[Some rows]
►
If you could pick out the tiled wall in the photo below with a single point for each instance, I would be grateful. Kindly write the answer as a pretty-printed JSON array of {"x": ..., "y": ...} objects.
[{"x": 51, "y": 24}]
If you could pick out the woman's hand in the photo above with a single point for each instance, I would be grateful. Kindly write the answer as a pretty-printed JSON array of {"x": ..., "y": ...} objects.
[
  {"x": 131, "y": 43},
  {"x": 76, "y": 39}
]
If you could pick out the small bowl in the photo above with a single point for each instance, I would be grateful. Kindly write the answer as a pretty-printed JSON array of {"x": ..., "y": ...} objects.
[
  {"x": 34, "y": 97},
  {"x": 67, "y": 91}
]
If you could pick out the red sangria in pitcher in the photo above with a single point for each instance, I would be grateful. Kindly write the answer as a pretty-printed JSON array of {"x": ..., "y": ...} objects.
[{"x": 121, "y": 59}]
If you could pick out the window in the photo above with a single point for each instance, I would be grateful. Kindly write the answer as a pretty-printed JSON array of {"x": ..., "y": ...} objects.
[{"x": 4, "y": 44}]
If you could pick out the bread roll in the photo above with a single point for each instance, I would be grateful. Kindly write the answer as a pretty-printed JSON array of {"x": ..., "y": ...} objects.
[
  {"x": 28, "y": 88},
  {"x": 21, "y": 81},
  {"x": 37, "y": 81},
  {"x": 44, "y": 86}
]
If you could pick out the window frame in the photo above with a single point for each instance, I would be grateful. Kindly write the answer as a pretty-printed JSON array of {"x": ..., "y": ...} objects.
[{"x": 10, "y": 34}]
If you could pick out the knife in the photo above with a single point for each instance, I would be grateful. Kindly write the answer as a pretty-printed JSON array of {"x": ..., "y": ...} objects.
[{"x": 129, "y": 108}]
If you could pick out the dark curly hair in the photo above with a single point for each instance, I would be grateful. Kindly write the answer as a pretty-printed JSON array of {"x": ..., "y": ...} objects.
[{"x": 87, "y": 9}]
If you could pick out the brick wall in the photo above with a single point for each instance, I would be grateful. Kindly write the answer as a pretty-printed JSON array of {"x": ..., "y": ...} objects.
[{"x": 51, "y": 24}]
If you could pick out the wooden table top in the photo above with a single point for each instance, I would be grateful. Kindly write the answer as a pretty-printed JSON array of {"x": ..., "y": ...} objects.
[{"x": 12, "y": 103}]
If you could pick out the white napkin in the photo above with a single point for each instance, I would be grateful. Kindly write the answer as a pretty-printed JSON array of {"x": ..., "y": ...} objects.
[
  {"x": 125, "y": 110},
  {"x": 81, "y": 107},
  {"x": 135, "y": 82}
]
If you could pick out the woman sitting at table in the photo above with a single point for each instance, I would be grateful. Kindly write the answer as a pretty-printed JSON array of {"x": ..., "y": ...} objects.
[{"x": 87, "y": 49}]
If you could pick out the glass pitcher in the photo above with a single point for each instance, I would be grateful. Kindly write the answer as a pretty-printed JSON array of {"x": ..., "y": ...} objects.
◄
• _What this task involves_
Please extract every line from the one containing "If you could pick out the dark" through the last line of the rows, and copy them word for word.

• _Written response_
If you could pick out the dark curly hair in the photo above with a single point for each instance, I would be grateful. Kindly write the answer as a pretty-printed JSON array of {"x": ..., "y": ...} objects.
[{"x": 87, "y": 9}]
If you could pick out the brick wall in the photo above with a single point for each instance, I would be grateful. Kindly write the answer as a pretty-printed JSON array of {"x": ..., "y": ...} objects.
[{"x": 51, "y": 24}]
If you could pick out the wooden table top in the photo above with a single point for each instance, I would be grateful. Kindly write the answer as a pretty-printed JSON array of {"x": ..., "y": ...} objects.
[{"x": 12, "y": 103}]
If you could pick out the white napkin in the photo above with a single point for each instance, I would be grateful. Kindly write the answer as a pretty-printed JSON array of {"x": ..., "y": ...} objects.
[
  {"x": 125, "y": 110},
  {"x": 81, "y": 107},
  {"x": 135, "y": 82}
]
If you could pick out the woman sitting at table in the photo above with a single point for each instance, I would be grateful. Kindly write the answer as a pretty-printed JSON array of {"x": ..., "y": ...} objects.
[{"x": 87, "y": 49}]
If you could pick out the glass pitcher in the photo above with a single point for each instance, I would be grateful. Kindly write the answer as a pretty-printed JSON array of {"x": ..., "y": ...} objects.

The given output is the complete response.